• [Brief]: Find the line in the entries below that contains "Target: man's face". Repeat it exactly, and every line after it through the line that contains "compact shape [432,222].".

(Natural-language object grounding data)
------------------------------------------------------------
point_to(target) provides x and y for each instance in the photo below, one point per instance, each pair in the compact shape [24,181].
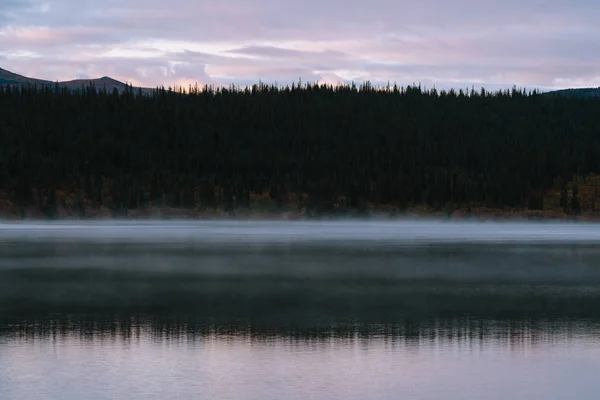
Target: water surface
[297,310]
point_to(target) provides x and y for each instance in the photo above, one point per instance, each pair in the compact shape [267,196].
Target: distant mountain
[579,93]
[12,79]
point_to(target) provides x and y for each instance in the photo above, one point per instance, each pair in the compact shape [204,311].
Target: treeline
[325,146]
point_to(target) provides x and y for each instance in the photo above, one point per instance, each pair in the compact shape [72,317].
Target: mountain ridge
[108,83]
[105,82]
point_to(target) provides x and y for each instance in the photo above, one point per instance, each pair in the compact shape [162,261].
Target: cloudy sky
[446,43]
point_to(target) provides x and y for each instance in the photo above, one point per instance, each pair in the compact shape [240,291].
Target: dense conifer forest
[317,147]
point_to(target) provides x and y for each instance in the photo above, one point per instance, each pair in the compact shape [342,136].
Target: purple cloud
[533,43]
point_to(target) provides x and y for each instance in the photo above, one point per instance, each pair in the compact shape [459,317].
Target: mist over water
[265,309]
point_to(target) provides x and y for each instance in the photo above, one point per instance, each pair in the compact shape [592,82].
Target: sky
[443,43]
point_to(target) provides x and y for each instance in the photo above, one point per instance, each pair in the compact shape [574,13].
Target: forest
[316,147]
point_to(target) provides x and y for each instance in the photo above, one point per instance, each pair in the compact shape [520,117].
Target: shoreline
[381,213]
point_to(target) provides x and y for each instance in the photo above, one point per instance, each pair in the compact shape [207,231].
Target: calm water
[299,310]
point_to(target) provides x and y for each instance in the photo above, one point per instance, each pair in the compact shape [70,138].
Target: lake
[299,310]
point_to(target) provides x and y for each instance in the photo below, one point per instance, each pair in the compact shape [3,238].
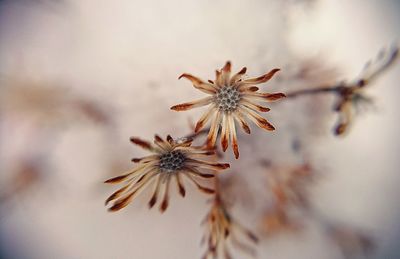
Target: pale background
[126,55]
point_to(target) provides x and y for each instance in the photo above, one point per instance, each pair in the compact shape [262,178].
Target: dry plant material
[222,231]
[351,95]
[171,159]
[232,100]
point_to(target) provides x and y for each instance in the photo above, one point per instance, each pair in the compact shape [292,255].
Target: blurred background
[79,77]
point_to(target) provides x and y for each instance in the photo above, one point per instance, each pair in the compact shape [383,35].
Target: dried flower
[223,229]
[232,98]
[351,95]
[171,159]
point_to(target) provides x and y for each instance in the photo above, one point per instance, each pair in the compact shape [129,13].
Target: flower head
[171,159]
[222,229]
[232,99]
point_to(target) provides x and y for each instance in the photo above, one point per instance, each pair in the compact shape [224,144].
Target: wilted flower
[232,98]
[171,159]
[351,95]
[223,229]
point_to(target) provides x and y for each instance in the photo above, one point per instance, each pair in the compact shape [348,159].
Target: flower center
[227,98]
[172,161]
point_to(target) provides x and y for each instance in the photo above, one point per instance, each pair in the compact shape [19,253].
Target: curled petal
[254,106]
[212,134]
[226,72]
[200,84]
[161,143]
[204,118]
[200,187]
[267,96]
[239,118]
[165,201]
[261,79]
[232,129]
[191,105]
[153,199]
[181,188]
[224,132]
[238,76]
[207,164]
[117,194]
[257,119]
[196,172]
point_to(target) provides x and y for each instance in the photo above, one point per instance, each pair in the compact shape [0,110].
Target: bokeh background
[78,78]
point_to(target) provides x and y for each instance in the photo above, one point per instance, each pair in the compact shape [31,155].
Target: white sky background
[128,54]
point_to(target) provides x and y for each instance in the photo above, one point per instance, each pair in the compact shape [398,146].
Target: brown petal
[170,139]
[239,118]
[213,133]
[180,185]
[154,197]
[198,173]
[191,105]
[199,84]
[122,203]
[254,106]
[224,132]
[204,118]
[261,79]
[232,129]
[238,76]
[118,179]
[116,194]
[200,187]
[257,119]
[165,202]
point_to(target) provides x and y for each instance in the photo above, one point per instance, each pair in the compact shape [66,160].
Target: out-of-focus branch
------------------------------------------------------------
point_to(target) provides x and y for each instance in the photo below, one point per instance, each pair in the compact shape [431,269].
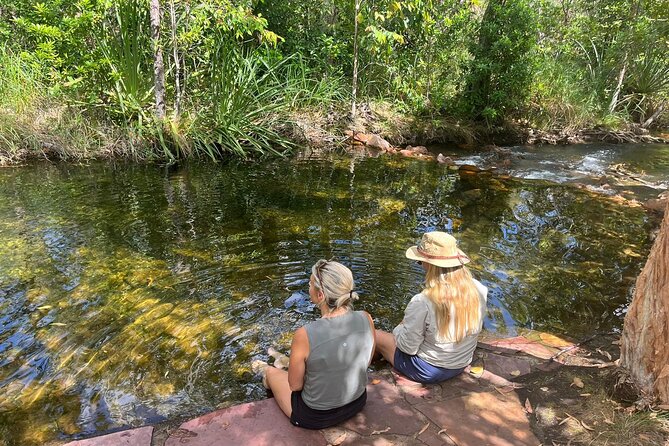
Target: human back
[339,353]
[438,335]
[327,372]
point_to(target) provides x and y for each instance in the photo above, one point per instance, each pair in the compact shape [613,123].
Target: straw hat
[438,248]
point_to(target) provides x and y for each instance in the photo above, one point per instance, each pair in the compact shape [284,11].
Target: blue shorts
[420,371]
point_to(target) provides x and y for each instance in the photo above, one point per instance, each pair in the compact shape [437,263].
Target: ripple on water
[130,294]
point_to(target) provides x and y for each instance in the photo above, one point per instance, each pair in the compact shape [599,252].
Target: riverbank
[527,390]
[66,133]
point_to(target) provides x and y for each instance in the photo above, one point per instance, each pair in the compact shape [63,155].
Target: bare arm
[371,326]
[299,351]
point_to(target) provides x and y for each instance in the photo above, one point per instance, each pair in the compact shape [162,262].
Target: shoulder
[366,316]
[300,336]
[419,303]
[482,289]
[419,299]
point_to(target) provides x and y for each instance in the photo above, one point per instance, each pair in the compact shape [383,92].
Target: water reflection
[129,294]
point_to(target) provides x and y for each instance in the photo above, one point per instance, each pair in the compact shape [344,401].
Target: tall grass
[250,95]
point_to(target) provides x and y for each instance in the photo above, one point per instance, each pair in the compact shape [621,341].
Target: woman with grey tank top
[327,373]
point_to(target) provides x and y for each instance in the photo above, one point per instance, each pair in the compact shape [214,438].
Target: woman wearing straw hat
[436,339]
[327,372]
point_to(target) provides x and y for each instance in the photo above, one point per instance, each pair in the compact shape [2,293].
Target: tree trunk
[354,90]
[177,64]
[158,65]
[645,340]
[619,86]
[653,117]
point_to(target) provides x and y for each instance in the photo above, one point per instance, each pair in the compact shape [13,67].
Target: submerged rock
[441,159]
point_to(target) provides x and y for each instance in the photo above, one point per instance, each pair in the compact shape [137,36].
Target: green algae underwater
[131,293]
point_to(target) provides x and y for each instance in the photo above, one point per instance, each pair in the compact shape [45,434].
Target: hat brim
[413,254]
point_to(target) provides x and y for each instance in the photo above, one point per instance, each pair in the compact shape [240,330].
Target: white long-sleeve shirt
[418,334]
------------------------------------------------------------
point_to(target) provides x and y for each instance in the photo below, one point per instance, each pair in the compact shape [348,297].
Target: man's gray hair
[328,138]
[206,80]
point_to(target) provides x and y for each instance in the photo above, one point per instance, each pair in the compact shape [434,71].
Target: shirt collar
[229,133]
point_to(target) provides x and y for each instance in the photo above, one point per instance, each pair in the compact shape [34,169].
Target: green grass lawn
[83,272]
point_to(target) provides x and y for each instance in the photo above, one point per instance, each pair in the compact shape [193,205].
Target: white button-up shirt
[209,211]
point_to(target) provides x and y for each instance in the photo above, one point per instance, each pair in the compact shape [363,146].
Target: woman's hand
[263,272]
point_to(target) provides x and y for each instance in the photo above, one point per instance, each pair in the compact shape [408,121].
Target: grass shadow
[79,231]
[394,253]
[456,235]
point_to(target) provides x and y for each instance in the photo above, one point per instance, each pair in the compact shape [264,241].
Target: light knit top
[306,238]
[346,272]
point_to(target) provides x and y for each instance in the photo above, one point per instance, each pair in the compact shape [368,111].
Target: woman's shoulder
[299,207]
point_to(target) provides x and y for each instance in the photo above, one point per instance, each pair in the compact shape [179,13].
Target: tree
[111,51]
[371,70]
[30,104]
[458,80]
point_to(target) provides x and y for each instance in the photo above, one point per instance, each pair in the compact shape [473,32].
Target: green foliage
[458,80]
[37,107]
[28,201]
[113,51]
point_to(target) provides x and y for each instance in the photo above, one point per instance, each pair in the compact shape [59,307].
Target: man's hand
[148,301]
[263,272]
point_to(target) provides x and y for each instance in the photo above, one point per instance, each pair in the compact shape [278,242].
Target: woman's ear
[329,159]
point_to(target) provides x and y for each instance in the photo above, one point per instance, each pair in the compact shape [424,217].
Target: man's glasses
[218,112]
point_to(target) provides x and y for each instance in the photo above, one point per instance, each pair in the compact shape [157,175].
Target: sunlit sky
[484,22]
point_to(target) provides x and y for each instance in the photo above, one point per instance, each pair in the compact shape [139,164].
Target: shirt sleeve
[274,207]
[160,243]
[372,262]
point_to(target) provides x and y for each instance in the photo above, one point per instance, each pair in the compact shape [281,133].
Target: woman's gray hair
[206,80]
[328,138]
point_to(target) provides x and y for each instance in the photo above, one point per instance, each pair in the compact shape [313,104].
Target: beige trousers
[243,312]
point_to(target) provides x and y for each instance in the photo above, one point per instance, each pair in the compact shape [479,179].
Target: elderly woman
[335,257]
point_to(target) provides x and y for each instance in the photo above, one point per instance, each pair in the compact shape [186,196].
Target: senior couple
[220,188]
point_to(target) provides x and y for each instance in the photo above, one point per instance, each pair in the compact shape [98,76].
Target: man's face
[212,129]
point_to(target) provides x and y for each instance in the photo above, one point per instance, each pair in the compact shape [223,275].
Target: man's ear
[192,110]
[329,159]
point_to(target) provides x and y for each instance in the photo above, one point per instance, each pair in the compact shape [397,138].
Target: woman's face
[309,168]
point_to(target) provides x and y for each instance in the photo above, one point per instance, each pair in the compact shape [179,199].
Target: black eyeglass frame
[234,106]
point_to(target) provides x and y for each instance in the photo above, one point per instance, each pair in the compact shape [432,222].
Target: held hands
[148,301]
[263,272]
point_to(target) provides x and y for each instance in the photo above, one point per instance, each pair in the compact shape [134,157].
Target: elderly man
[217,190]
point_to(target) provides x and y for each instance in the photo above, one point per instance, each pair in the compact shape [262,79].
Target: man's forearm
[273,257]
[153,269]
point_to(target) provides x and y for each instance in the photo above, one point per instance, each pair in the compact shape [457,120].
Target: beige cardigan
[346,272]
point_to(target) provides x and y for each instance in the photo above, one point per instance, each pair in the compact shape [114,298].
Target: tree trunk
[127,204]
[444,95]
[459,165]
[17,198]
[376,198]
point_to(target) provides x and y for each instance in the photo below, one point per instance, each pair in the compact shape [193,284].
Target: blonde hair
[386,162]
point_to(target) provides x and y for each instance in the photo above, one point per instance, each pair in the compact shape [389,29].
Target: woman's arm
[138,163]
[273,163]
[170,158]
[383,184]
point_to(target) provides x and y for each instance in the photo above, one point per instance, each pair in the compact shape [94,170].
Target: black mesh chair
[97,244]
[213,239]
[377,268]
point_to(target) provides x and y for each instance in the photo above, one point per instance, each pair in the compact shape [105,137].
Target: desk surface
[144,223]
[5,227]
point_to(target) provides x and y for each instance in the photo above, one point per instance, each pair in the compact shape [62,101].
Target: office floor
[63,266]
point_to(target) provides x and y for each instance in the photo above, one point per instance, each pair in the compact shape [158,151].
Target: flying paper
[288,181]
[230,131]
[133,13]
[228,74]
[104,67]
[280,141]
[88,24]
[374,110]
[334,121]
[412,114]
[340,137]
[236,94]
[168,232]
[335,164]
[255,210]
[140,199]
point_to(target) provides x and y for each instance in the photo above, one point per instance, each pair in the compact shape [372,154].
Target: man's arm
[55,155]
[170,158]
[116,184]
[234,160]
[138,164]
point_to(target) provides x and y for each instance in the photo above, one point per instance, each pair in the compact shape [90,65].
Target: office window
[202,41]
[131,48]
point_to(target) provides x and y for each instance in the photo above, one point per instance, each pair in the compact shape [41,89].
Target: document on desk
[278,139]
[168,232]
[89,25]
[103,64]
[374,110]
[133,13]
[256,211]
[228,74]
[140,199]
------------------------------------------------------------
• [Answer]:
Target: man's face
[212,129]
point_to(target) provides x and y for each instance in the photo above, one point per instance, each pair in the compact shape [223,275].
Target: man's ear
[192,110]
[329,159]
point_to(target) provides x and y for each instance in the photo above, one point per instance, each pair in the compact shape [397,138].
Target: woman's face
[309,168]
point_to(target) provides x and y for each instance in the photo above, one point per instance, each pair in the compact shape [179,199].
Target: black eyeglass frame
[234,106]
point_to(target) provides x and y for each instance in the photo above, one point per instance, each pair in the compact shape [432,222].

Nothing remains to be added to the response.